= EXERCISE DIRECTIONS =
Whenever a line in the data holds the string "screen", pull that line out.

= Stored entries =
═══
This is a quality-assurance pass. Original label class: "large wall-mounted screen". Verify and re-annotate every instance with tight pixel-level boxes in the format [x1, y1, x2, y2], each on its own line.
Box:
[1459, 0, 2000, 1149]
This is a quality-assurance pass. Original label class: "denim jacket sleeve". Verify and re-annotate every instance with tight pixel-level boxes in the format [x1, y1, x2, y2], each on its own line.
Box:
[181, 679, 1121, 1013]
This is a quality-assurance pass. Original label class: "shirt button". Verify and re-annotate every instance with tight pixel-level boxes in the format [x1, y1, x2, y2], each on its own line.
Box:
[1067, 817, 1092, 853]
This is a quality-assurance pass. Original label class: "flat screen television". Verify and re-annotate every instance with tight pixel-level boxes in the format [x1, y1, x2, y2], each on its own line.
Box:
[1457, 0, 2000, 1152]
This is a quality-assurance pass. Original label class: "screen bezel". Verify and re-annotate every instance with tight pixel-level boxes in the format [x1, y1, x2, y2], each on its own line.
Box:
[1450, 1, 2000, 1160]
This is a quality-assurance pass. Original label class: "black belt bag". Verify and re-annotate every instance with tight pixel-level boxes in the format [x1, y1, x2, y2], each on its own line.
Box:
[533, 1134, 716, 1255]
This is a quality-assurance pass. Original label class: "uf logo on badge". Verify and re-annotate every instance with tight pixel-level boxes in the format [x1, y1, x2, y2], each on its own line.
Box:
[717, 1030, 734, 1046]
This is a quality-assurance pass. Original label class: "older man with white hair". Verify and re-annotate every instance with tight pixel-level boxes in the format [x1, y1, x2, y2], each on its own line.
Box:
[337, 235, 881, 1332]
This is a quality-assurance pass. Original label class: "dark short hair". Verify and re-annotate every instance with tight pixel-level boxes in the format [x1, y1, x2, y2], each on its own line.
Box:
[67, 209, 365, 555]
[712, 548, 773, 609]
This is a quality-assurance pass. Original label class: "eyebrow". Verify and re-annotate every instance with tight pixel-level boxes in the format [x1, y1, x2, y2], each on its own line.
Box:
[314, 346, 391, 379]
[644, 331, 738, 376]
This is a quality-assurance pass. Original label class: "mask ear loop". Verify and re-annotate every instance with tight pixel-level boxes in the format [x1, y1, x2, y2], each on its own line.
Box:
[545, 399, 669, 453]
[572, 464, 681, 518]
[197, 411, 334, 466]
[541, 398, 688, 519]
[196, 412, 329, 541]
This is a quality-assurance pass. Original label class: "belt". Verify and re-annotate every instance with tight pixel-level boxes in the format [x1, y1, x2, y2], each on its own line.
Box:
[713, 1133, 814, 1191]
═══
= ANSWER SECTION =
This is a quality-assurance pass. Original label class: "large wall-mounted screen". Verify and re-annotate every instance with tight pixel-level boxes in the format [x1, y1, x2, y2], each on its own line.
This is a quality-assurance pass. Original label class: "flat screen television". Verify and re-annotate every instance with tight pixel-level boxes in the format [x1, y1, x2, y2], each on its own line.
This is a quality-assurance pass. Original label class: "screen bezel". Verify and re-annotate every instance with tight pixel-level boxes in the format [x1, y1, x2, y2], each on its own line.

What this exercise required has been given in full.